━━━ Records provided ━━━
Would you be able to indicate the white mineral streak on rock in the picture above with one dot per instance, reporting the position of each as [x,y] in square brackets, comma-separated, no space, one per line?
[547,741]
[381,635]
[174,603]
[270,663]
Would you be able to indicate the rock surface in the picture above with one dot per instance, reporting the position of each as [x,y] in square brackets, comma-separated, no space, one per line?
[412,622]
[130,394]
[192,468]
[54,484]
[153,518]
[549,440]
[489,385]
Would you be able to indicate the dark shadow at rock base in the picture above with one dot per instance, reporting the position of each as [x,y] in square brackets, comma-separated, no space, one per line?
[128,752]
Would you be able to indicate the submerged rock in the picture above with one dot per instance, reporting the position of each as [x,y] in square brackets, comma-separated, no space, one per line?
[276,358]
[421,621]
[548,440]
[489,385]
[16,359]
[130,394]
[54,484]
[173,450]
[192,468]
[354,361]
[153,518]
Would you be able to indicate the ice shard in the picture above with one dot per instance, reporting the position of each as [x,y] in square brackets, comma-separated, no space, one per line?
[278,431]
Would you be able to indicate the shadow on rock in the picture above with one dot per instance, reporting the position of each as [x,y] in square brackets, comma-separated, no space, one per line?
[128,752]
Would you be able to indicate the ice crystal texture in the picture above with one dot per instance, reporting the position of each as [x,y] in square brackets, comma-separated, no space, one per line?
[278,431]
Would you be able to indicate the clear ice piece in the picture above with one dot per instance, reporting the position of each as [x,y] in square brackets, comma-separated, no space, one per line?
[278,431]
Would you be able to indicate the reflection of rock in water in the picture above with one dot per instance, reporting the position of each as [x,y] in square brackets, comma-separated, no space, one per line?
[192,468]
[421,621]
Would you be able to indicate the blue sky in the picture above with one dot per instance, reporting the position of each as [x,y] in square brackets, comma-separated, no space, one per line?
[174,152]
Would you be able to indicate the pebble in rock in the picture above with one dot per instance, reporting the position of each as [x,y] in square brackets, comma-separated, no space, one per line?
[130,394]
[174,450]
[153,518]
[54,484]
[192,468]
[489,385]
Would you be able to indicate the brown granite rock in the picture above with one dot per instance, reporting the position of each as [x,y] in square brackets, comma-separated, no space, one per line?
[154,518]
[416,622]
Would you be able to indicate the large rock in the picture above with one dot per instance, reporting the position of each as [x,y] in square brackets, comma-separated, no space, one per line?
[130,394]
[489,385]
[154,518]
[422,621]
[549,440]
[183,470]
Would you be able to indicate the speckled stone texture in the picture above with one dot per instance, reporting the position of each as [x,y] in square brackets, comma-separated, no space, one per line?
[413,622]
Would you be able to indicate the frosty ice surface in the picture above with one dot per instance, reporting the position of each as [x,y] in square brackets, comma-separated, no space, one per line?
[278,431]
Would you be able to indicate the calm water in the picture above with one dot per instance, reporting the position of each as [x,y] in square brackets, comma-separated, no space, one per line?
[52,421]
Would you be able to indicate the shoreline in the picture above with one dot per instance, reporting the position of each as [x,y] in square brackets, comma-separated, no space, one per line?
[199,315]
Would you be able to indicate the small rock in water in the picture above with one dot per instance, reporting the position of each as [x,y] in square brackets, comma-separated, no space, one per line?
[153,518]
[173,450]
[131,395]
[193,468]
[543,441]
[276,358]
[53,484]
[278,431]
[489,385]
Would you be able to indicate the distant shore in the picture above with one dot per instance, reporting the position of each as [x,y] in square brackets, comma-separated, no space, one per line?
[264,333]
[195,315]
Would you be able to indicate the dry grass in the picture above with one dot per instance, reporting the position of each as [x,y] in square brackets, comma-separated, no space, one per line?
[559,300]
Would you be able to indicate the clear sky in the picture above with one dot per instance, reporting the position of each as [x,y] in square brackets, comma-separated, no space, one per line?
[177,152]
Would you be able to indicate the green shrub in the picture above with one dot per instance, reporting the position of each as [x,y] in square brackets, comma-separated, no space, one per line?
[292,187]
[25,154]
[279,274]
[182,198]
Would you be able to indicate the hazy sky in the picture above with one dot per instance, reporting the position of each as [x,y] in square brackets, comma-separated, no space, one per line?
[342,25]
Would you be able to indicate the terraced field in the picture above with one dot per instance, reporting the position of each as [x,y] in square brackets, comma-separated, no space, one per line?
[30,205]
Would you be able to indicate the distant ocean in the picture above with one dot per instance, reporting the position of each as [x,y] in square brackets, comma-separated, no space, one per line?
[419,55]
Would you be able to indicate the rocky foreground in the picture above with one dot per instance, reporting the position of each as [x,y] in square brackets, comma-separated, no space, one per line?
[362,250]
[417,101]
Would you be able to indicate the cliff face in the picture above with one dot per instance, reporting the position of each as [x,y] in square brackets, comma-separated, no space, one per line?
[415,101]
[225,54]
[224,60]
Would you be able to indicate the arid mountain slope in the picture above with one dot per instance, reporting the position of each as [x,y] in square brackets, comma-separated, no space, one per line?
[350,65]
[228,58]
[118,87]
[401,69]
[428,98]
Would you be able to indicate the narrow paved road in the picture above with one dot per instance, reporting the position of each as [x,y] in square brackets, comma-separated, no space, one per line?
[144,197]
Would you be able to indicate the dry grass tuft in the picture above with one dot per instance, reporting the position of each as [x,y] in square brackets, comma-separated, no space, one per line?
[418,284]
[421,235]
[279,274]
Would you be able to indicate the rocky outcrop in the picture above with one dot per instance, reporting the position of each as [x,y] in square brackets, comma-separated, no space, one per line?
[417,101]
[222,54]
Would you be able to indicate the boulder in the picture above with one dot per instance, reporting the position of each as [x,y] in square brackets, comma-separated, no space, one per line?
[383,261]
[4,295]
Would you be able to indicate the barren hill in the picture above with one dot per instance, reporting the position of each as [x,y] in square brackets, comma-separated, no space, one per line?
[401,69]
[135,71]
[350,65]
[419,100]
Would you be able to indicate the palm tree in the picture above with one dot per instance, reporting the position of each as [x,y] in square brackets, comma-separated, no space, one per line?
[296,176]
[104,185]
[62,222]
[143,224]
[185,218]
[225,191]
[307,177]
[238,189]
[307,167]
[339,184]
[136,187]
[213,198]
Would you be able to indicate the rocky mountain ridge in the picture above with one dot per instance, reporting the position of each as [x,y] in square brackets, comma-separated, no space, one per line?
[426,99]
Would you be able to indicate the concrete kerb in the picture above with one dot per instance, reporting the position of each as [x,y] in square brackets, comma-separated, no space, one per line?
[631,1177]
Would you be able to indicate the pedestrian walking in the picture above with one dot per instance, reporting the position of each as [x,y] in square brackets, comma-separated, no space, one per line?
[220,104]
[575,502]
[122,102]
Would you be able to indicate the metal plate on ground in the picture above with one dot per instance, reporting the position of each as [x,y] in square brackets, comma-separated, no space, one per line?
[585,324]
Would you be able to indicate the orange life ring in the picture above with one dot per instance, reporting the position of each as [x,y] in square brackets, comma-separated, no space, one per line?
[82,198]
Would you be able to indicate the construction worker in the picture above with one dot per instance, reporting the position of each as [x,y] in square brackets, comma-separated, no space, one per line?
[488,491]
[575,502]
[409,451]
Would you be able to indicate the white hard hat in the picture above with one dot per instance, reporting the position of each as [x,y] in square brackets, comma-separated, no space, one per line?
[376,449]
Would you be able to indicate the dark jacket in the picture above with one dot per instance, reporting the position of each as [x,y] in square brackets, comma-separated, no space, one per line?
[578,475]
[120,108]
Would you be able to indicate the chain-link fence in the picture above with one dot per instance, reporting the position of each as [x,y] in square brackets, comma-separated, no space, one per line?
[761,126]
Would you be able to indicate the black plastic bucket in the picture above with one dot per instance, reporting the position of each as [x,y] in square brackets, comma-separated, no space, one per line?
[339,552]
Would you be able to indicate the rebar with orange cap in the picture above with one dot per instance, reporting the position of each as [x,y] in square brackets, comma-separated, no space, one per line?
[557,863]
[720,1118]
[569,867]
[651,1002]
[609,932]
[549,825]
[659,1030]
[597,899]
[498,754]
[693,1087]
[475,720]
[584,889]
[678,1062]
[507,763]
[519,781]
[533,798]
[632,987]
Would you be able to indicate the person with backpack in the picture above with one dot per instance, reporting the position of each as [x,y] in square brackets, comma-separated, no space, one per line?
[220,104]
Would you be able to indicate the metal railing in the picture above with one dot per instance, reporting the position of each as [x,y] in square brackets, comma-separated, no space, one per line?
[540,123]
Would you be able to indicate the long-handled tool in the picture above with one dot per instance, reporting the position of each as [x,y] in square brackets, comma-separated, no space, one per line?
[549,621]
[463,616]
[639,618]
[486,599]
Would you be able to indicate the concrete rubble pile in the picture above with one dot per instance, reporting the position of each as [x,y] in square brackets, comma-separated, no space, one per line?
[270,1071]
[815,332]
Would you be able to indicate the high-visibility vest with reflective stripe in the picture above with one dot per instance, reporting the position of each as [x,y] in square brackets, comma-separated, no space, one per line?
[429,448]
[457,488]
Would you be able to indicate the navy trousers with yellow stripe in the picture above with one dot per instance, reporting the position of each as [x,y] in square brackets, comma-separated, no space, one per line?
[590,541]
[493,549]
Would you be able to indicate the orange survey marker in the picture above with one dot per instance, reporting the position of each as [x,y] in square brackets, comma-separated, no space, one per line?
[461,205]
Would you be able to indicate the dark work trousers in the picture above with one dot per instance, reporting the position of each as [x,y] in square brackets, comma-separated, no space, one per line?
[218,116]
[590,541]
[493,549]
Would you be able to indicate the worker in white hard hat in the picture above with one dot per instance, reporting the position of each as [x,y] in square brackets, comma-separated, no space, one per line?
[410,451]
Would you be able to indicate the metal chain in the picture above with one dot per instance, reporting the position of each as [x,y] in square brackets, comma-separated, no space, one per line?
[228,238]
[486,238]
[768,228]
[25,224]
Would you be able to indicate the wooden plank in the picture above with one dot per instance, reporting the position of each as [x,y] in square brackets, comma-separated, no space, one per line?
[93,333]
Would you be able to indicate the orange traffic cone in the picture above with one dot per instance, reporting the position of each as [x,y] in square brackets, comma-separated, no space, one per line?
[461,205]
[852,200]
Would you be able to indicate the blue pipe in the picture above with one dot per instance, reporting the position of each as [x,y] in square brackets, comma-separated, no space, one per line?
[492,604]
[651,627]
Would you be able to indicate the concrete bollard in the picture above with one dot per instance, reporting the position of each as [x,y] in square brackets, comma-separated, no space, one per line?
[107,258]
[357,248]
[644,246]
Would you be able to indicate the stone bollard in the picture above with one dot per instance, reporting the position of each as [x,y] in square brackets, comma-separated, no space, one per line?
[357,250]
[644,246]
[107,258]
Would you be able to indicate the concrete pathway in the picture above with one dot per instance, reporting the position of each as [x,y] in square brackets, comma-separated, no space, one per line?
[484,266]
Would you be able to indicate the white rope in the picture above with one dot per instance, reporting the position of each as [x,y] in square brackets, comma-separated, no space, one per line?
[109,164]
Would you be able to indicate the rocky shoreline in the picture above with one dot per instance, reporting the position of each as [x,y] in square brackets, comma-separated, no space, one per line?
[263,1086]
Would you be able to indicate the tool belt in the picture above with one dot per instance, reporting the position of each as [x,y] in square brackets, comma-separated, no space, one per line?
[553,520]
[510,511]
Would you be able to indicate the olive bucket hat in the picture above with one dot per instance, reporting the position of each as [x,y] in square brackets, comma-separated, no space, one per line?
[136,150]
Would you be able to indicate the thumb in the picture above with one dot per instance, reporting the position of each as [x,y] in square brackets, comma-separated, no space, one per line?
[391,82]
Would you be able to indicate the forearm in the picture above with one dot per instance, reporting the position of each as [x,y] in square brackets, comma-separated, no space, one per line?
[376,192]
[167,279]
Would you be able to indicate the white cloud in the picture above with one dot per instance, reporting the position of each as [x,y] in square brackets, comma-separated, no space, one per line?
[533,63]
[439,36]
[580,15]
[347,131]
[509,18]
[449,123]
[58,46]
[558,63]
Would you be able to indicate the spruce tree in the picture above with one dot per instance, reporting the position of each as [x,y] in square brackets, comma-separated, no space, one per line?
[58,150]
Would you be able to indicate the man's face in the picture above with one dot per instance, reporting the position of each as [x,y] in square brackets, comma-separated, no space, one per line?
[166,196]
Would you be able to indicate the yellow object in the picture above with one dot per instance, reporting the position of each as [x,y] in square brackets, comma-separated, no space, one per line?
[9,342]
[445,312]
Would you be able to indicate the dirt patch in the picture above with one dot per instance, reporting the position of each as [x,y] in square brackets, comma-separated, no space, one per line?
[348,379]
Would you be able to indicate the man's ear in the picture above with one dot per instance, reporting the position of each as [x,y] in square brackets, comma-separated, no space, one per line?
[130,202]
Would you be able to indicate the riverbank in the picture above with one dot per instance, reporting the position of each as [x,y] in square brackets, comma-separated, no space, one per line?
━━━
**Description of the task:**
From the line containing "Would you be able to indicate the white cloud" down to the final line of the data, write out every line exactly; both the first and last of these belong in your answer, and nothing else does.

**Result of the task:**
Would you be able to indicate the white cloud in the picture above with one dot per instance, reporting the position of each as [x,y] in square brackets, comma-separated, no space, one per line?
[533,63]
[439,36]
[580,15]
[347,131]
[509,18]
[449,123]
[58,46]
[558,63]
Would you be able to indicate the spruce tree in the picture above with one dot per instance, reporting the position of each as [x,y] in square brackets, comma-separated, no space, one per line?
[58,150]
Would you be able to indicate the man's face in the picture above with one dot per instance, reporting the position of each as [x,y] in square brackets, comma-separated, no space, one per line?
[166,196]
Would you be able to indicate the yellow object in the picture above with one dot per instance, reporting the position of each as [x,y] in square brackets, comma-separated, no space, one per line?
[9,342]
[445,312]
Would you be able to indicate the dirt patch in the picture above with one dot per instance, reporting the position of each as [x,y] in square brackets, comma-separated, no space, one per line?
[348,379]
Would you be able to indicate the man's ear in the picture above with one dot per instance, reporting the position of each as [x,y] in square brackets, comma-separated, no space, one per line?
[130,202]
Would you be able to indicate the riverbank in the picture above with one dot per instance, reporting the position of each as [x,y] in square brackets, comma-separated, no space, one per line?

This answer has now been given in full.